Pointing and labeling entries
— begin —

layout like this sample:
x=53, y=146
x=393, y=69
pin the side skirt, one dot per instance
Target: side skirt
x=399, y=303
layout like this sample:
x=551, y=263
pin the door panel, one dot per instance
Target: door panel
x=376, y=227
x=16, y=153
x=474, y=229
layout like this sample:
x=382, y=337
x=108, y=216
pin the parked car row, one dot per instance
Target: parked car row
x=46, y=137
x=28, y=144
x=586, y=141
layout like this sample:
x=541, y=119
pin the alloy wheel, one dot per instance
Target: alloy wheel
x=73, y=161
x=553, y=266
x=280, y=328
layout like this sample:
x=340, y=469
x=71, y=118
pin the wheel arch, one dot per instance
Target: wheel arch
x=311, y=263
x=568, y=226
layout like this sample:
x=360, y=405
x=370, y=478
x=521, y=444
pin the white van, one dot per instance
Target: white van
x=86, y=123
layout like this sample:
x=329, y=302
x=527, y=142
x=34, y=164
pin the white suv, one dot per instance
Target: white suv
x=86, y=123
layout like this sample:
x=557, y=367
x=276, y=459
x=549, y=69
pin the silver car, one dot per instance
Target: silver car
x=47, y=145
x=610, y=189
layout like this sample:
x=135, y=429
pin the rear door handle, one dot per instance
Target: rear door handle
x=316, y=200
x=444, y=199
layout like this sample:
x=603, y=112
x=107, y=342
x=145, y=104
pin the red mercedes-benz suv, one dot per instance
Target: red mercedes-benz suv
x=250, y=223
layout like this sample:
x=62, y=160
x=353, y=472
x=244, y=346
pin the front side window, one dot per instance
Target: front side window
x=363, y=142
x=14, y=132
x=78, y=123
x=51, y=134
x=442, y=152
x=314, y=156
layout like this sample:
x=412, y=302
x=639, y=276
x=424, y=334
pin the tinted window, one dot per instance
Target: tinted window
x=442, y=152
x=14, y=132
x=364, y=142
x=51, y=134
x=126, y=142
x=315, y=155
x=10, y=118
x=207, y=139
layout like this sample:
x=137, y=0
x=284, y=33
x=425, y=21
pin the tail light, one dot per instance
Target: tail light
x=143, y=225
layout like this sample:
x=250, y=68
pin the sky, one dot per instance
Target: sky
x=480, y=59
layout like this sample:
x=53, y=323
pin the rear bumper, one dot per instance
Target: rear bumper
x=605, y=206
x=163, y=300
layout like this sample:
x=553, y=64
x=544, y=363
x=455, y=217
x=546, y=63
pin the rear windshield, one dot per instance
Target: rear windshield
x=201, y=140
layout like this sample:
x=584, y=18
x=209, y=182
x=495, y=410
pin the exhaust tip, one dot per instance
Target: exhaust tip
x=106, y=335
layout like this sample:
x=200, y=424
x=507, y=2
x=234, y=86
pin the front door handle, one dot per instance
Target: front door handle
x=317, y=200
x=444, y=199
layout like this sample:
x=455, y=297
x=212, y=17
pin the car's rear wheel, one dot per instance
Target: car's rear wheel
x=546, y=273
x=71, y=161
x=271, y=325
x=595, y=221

— end —

> _What you will do_
Can you write out every line from the start of the rows through the line that contains "x=250, y=223", requests included, offsetting each x and y value in the answer points by 149 while leaving the layout sample coordinates unchanged?

> _Answer for the task_
layout like this sample:
x=53, y=146
x=393, y=69
pin the side skirt, one dot per instance
Target: side skirt
x=548, y=452
layout like this sample:
x=551, y=263
pin the door panel, one dot per instance
Target: door panel
x=525, y=376
x=165, y=302
x=623, y=378
layout like this sample:
x=382, y=337
x=108, y=216
pin the parked car row, one dot per instance
Target: parked car row
x=195, y=286
x=177, y=293
x=735, y=290
layout like this sample:
x=541, y=119
pin the alloy wheel, one dot per instance
Target: alloy wheel
x=222, y=310
x=702, y=415
x=429, y=477
layout like this sample:
x=340, y=469
x=71, y=118
pin the wheel arch, one dot per instance
Target: wheel arch
x=460, y=412
x=717, y=375
layout like this sample:
x=360, y=405
x=370, y=478
x=521, y=444
pin the white van, one dot per instance
Target: white van
x=235, y=272
layout like this sample:
x=329, y=302
x=527, y=142
x=34, y=164
pin the white suv, one dot per instance
Target: white suv
x=235, y=272
layout like this sample:
x=557, y=367
x=276, y=459
x=549, y=69
pin the silver car, one dot per instance
Target: silver car
x=196, y=294
x=759, y=338
layout like this sample:
x=135, y=429
pin the rear door handle, one dot per instance
Target: rear door handle
x=465, y=349
x=593, y=348
layout like this sample:
x=603, y=112
x=107, y=342
x=145, y=104
pin the red mercedes-benz suv, one dot per instance
Target: red mercedes-benz suv
x=399, y=372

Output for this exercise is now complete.